### Excerpt to read
------------------------------
Blog News

1. Comments are still disabled though I am thinking of enabling them again.

2. There are now several extra pages - Poetry Index, Travel, Education, Childish Things - accessible at the top of the page. They index entires before October 2013.

3. I will, in the next few weeks, be adding new pages with other indexes.

Monday 24 January 2011

To Put Away Childish Things #24

It occurs to me that I haven't talked much about comics.
This is odd because for many years I talked about little else. I was a collector, and like all collectors I was given to waxing lyrical on my specialist subject. At the drop of a hat I would hold forth on the latest Fish Police or League of Superheroes or DNAgents or whatever else I was reading at the time. Although I haven't collected now for a long time and have sold a lot of the comics that I once had, I still have a wardrobe full of them that I now never look at.


I don't really want to talk about those comics now though, I want to talk about an entirely different comic. I want to talk about a comic that first appeared in 1963 - just after I ha started school - and lasted until 1971: Treasure.
I could already read when I started school (in the UK that was at the age of five) because my parents had always given me comics and helped me with books for young children but when Treasure came along it became the original source for my lifelong love of literature. It introduced me to The Borrowers, The Wind In The Willows, Robin Hood and of course Alice In Wonderland. 
Of course it was a very long time ago so I can't remember much about it but the very fact that I remember it at all tells you how important it was to my early development. As well as literature it had history and geography and even science, all written for and aimed at children of infant school age. 
Some stories and articles were presented as traditional panel stories; others - notably the ones reprinting classic stories - were presented as text with illustrations. My reading developed at an astonishing rate as my mother went through every issue with me until it fell apart. My reading age constantly ran several years ahead of my chronological age. If it had a detrimental effect at all, it probably accounts for my lifelong love of children's literature and my peculiar obsession with Alice In Wonderland.
Treasure disappeared in 1971 absorbed into World of Wonder and later into Look and Learn. About those, I know little or nothing but I hope that they continued the fine tradition that launched me into my love of literature and language and I hope that there are equivalent publications out there for today's kids.
 I have just spent a very pleasant hour looking at some of the illustrations from treasure to be found on the Look and Learn website.
And I may go back and look at some more later.
------------------------------
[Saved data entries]

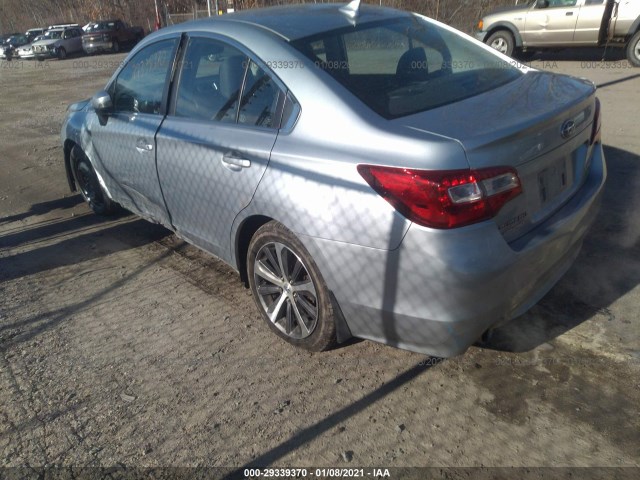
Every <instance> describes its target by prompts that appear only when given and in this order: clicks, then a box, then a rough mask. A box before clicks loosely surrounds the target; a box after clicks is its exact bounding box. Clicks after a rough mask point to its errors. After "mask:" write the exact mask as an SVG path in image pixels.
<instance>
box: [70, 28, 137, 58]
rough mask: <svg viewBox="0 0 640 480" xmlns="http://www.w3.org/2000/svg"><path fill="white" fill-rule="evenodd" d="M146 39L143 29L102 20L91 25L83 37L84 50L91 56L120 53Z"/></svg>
mask: <svg viewBox="0 0 640 480" xmlns="http://www.w3.org/2000/svg"><path fill="white" fill-rule="evenodd" d="M143 38H144V29H143V28H142V27H128V26H127V25H125V23H124V22H123V21H122V20H102V21H99V22H95V23H92V24H90V25H89V26H88V27H87V28H86V29H85V33H84V35H82V48H83V49H84V51H85V52H87V53H88V54H89V55H91V54H93V53H96V52H113V53H117V52H119V51H120V47H125V46H128V47H132V46H134V45H135V44H136V43H138V42H139V41H140V40H142V39H143Z"/></svg>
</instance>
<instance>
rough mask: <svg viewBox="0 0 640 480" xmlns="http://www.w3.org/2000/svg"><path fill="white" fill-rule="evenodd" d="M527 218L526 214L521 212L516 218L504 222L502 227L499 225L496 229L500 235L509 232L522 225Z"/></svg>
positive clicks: (502, 224)
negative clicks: (502, 233)
mask: <svg viewBox="0 0 640 480" xmlns="http://www.w3.org/2000/svg"><path fill="white" fill-rule="evenodd" d="M526 218H527V212H522V213H521V214H520V215H518V216H517V217H514V218H512V219H510V220H508V221H506V222H505V223H503V224H502V225H500V226H499V227H498V229H499V230H500V232H501V233H506V232H508V231H509V230H513V229H514V228H516V227H518V226H520V225H522V224H523V223H524V220H525V219H526Z"/></svg>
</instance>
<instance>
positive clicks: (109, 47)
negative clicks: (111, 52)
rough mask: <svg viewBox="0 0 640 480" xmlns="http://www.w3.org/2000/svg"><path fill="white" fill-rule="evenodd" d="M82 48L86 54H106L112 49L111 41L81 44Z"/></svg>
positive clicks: (112, 47)
mask: <svg viewBox="0 0 640 480" xmlns="http://www.w3.org/2000/svg"><path fill="white" fill-rule="evenodd" d="M82 48H83V49H84V51H85V52H87V53H95V52H108V51H109V50H111V49H112V48H113V42H112V41H111V40H108V41H104V40H101V41H95V42H87V43H85V42H83V43H82Z"/></svg>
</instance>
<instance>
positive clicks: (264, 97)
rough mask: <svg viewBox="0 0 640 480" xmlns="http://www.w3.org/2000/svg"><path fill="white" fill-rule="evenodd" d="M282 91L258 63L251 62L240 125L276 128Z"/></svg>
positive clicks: (243, 90)
mask: <svg viewBox="0 0 640 480" xmlns="http://www.w3.org/2000/svg"><path fill="white" fill-rule="evenodd" d="M279 94H280V89H279V88H278V87H277V86H276V84H275V83H274V81H273V79H272V78H271V77H270V76H269V75H268V74H267V73H266V72H265V71H264V70H263V69H262V68H260V67H259V66H258V65H257V64H256V63H254V62H251V63H250V64H249V69H248V71H247V80H246V83H245V87H244V90H243V92H242V100H241V102H240V113H239V115H238V123H240V124H243V125H252V126H256V127H266V128H275V127H276V123H277V121H276V110H277V108H278V96H279Z"/></svg>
------------------------------
### Exercise
List every work that the blog post about comics says Treasure introduced its writer to.

### Written solution
The Borrowers, The Wind In The Willows, Robin Hood, Alice In Wonderland